• **TEXTAUSZUG**:
● ● ● ● ● ● ●
Made Out Of Babies - The Ruiner

Review

Mit Wehmut denken MADE OUT OF BABIES an die gute alte Zeit zurück, die man Anfang der 1990er-Jahre mit dem Noiserock, einem Label wie Amphetamine Reptile und einer Band wie JESUS LIZARD verbringen durfte. So walzt sich „The Ruiner“ mit einer garen Gewalt über eine verklärte Erinnerung, die dabei jedoch keineswegs platt gemacht wird, sondern sich so mächtig wie selten gehört vor dem Hörer aufbaut. Ein bisschen klingt das dann, als hätte ein Outfit der frühen Noise-Bewegung seine Misanthropie endlich gegen Melancholie eingetauscht, bleibt dabei doch erstaunlich kontemporär und weist darüber hinaus ein progressives, experimentierfreudiges Songwriting auf. Gleich der Opener „Cooker“ verdeutlicht in der schrägen Akkordwahl und den eigenwilligen Harmonien, einen Hang zur avancierten kompositorischen Praxis.
● ● ● ● ● ● ●
• **GESAMMELTES MATERIAL**:

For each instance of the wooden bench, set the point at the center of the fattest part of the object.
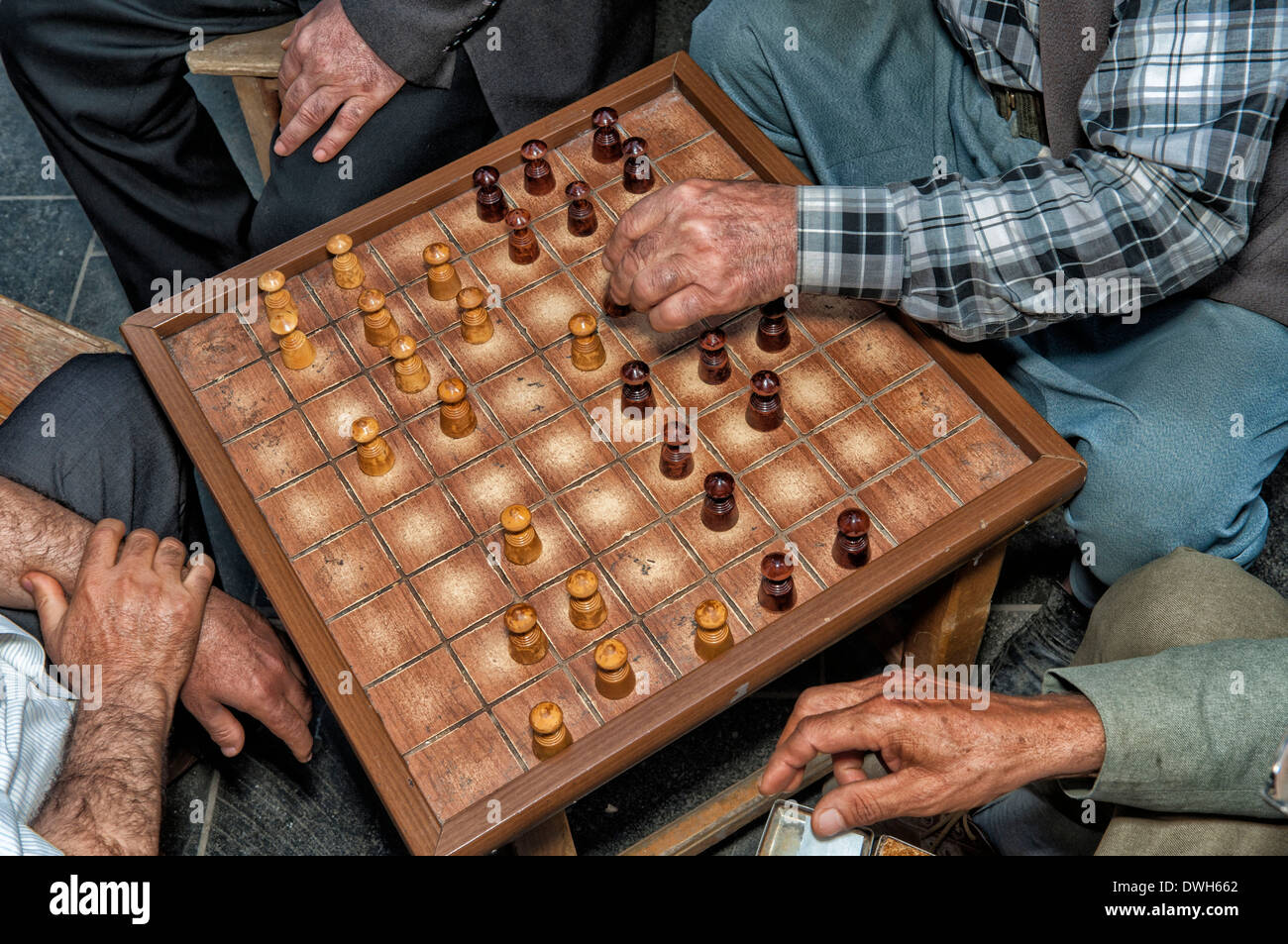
● ● ● ● ● ● ●
Welcher Song eröffnet laut der Rezension das Album „The Ruiner“?

• **ERLEDIGTE AUFGABE**:
„Cooker“